Could you transcribe the entries below exactly, without any of the pictures?
(GIVEN DATA Opens)
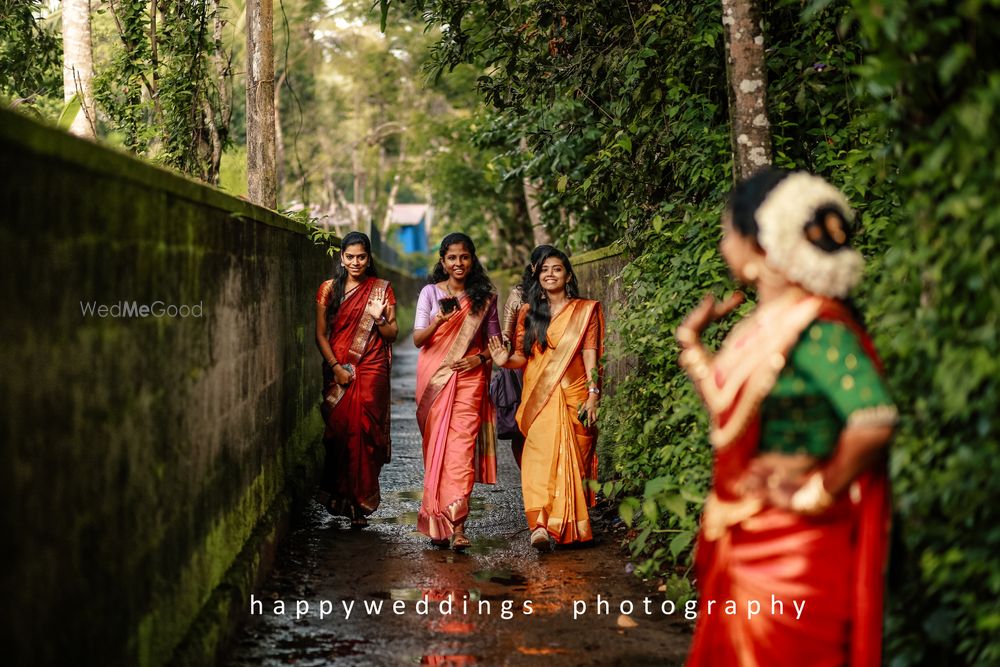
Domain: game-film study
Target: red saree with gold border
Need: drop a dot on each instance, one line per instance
(833, 563)
(456, 420)
(356, 438)
(559, 453)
(GIVEN DATA Closes)
ANSWER BELOW —
Domain: game-film study
Target: red saree with gold border
Need: drop a dot on each instance, one line per instance
(833, 563)
(456, 420)
(356, 438)
(559, 453)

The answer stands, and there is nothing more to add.